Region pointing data
□ □ □

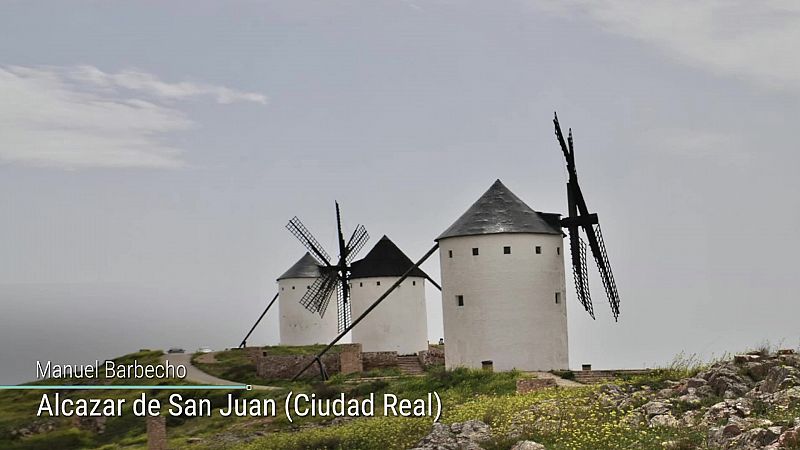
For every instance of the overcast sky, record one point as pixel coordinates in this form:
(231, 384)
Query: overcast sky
(151, 154)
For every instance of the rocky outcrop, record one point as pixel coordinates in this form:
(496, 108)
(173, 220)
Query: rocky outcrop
(458, 436)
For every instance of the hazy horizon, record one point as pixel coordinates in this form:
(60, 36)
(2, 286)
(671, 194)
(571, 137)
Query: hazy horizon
(150, 157)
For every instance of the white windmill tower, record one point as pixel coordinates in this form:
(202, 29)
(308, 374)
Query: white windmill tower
(503, 281)
(503, 286)
(400, 322)
(297, 325)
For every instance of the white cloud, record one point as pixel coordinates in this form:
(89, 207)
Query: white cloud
(755, 40)
(149, 84)
(81, 117)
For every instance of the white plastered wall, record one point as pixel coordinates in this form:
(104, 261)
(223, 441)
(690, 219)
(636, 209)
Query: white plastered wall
(510, 315)
(399, 323)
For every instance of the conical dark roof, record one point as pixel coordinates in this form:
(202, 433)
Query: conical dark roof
(305, 267)
(498, 210)
(384, 260)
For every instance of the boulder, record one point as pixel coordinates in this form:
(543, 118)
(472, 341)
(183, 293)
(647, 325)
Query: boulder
(458, 436)
(780, 378)
(664, 420)
(726, 381)
(652, 409)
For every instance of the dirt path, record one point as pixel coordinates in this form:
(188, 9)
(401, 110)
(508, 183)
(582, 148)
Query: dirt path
(198, 376)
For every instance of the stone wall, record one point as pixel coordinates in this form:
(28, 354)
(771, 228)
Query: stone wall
(347, 360)
(433, 356)
(379, 360)
(534, 384)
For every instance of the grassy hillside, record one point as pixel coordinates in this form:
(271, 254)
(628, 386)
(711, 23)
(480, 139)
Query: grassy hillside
(560, 418)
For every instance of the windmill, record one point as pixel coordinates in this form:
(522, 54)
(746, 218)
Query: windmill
(580, 217)
(335, 274)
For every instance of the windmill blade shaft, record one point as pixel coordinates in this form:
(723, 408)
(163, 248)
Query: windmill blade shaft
(244, 341)
(369, 310)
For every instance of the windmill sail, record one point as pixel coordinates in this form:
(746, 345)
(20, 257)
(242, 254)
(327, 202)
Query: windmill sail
(336, 274)
(580, 218)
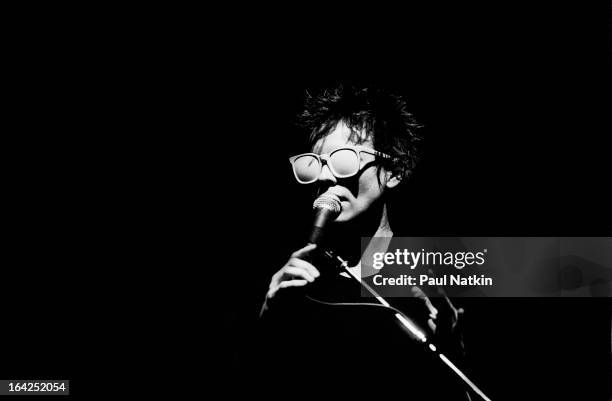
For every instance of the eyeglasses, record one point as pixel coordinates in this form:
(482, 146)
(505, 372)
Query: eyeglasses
(343, 163)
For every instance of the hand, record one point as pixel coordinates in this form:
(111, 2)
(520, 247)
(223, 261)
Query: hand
(444, 318)
(297, 272)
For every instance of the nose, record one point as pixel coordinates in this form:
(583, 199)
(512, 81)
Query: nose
(326, 175)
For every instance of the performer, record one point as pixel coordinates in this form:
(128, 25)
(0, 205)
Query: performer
(363, 146)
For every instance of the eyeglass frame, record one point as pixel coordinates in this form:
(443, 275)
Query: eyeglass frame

□ □ □

Exercise objective
Your reply should consist solely of the number of lines above that contain the word "frame".

Written answer
2